---------- SUPPLIED DATA ----------
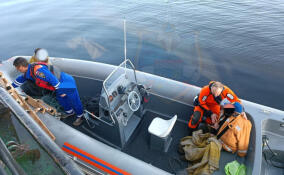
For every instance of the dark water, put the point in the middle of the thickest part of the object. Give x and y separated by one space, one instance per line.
240 43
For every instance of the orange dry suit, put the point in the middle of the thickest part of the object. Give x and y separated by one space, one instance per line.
236 136
206 104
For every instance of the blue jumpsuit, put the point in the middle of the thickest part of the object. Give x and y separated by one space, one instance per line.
65 85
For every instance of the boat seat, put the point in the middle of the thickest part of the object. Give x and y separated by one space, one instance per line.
160 133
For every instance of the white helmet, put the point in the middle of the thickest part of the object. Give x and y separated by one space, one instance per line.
41 55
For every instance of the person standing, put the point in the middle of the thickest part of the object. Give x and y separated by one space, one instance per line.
62 84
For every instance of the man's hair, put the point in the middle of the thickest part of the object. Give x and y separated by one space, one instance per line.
20 61
217 85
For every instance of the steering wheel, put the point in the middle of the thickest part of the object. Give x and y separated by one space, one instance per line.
133 101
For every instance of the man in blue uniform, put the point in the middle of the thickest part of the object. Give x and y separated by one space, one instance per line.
63 84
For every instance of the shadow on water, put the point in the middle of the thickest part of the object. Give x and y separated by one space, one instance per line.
31 157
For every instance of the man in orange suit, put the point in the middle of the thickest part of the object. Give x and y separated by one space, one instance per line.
207 104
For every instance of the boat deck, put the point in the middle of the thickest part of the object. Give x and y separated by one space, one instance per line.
139 145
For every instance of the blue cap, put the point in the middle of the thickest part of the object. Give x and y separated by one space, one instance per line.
238 107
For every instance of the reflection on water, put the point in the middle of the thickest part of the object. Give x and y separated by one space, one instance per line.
33 159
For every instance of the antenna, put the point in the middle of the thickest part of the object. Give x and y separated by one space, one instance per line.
124 26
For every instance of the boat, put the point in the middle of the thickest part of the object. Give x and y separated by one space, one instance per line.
118 140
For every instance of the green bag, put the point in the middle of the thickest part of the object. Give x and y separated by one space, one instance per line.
234 168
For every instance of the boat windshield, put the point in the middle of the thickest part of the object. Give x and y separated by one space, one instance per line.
27 152
125 71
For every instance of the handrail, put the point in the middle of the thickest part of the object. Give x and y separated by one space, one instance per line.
8 159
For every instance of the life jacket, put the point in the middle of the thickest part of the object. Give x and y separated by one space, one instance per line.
206 97
38 81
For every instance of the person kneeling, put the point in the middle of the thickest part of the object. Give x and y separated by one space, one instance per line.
234 133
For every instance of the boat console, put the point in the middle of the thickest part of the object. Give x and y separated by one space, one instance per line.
120 105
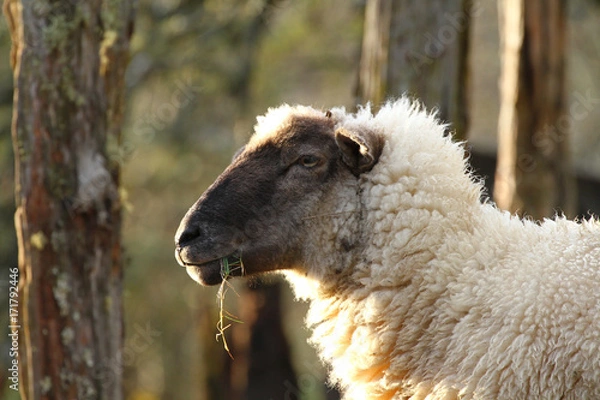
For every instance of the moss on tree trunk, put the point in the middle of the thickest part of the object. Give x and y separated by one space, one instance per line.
69 60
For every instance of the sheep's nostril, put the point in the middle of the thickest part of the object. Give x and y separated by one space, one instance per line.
188 235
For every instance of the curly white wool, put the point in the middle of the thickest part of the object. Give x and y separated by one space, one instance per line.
450 297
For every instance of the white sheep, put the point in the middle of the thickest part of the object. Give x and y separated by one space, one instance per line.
417 289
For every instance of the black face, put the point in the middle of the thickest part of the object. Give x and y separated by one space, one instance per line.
254 211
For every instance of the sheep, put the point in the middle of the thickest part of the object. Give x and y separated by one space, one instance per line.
418 288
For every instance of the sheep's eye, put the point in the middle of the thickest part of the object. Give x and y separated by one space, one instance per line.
309 161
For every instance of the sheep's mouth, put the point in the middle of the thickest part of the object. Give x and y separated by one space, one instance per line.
214 271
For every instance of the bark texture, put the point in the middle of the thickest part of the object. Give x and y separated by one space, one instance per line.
533 175
69 60
419 48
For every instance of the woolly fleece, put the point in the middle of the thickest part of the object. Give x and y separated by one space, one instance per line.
445 296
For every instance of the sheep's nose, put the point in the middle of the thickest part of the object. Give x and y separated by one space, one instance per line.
186 234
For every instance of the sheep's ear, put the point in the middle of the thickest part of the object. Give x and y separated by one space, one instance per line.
360 150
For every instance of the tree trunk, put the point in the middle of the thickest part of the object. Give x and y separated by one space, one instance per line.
421 49
533 175
69 61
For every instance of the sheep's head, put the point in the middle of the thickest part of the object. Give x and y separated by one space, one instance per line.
297 166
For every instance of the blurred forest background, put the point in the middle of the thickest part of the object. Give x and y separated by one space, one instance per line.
200 72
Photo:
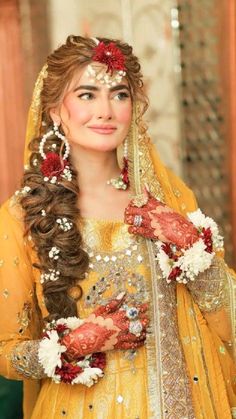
----------
→ **WORK ITEM**
What is needed is every record above, restated word for word, with the pictures left out.

→ **YOUR RESPONSE**
For every instance of the dark water, put the point in the middle of the thickest part of the object. Give x and y separated by one space, one instance per line.
240 43
For every instance of the orange dry suit, put the point in the middle of the thickest part of the object. Give x and y separated by one space, one instance per line.
236 136
206 104
For every instance of the blue jumpsuit, put the point in the middle of the thickest part of the object. Give x and y separated by one space, one instance per line.
65 85
For every instance of the boat seat, put the point in the middle of the thickest part of the object. Give x and y separated by one space, one instance per line.
160 133
For every instance of the white helmet, put the point in the middle of the thickest part of the object. Give x and y separated by one space, one instance per line.
41 55
For every instance of the person standing, put the point in the middle of the thickest part of the object. Give x and y separated by one space, one instance per line.
62 84
For every instance of the man's hair, put the point in the middle of the thickest part of the object. Give x and y separated by one space, one instance per line.
20 61
217 85
For every instance of the steering wheel, put the point in the middle of the thickest part of the object. Give x and y separated by one space, one instance per line.
133 101
For every instance of the man in blue uniform, put the point in the middle of the thickest part of the object. Give x and y separated by one space, one instance per line.
63 84
For every instance of the shadow on water, put the point in the middle of the thickest part of the object. Give x and y separated by one space, one instance per line.
31 157
For every instance of the man in orange suit, put the point in the middle of the thickest part of the object. Give x and y separated by one space, one instance per line.
207 104
For every instance of the boat deck, put the point in the middle of the thickest part of the object. Give x and y separated by one space, one instance per line.
139 145
For every instance of the blue cap, put the point in the middle of the thickest part of the object. Give x and y separated by one space, one instance per line.
238 107
For every instance of the reflection on water, put the point in the middle of the thickest part of the object. Give x and y separated by one space, one instance per line.
33 159
For every instance of the antenna, put the point in the middle of the thickest part of the object. Give x and y separated by one space, one instance per line.
124 26
For every instance of the boat, put the point in the middle of the thickest part of the object. Give x and y separated by one space, one instance per line.
118 140
For every instance of the green bag, put the point in the middle of the thickest part of the object. Give x and y separated by one space, one instance per line.
234 168
For every instance of the boat windshield, put the point in the middle of the thickest part of the object. Give x and y separated by one space, one instance per line.
27 152
125 71
For every instance of the handrail, put the point in the middle of the thickest part of the object. Give x and y separated by one space, one instance per line.
8 159
For every instance of the life jacket, put the point in the middle of the thickest part of the object. Give x and y separated by one space, one instance per line.
206 97
38 81
For every instance of the person kneeling, put the point in the middle of the thickest part of the object. Give x and y separated by one space, one instance per line.
234 133
For every instance of the boat console, put the point in the middle of the thickest part of the object. Give x and y separated by one space, one instance per line.
120 105
For every instance of the moss on tree trunk, put the point in the middle of the thickest part of the object. Give x and y separated by one space, one instance per line.
69 60
For every instance of the sheep's nostril, put the point in the middle of the thickest part of the object. Give x and y separated by one space, one instance per line.
188 235
For every instance of the curly white wool, put the point in the middle of the thickest part of the object. Give x and y separated by one space, one instance per line.
450 297
For every instance of the white sheep, put the point in the middle of the thickest part of the object. Give x and y separated by one space, one instance per line.
417 289
For every instance of the black face, put the point in the middle of the thickest part of the object. Give x and y separated by one space, one instance per line.
254 211
For every instance of the sheep, put the point in the middle of the thickest part of the object. Give x and y separated by one space, one instance per line.
418 288
For every instance of the sheep's eye, put the point in the middle of the thickest part of the object. Give x and y separated by one space, one instance per line.
309 161
For every instance of the sheep's mouth, put the point in the middle of the thickest part of the object. Give x and y separated by one space, one instance per line.
214 271
For every instance of the bark texture, put the point in the middle of the thickest part of the object. Give x and y separated by one space, one instance per line.
533 175
69 60
419 48
For every instance of the woolly fleece, put the point in the middle of the thickest part of the object. Give x and y separated by one space, one instance per line.
445 296
For every instance of the sheep's nose, put the point in the middle of the thickest part of the object. Give x and y separated by one space, one instance per line.
186 234
For every instance of the sheep's ear, put the point in the middle of the thickest part of the object. Give x and y separated by one space, one instance per line.
360 150
For every instance of the tree trunk, put the point in the middle of the thickest part of the object. Give x and y separated by one space, one instance per line.
421 49
533 175
69 61
For every instance of the sheep's head, put the point in the middle of the thickest part of the object. Give x and y separated by one space, one instance per line.
297 166
For every instance of the blurred forest background, put the point in the middle of the thickest part of the object. Give x and y separated by one space, one instance per line.
200 72
Photo:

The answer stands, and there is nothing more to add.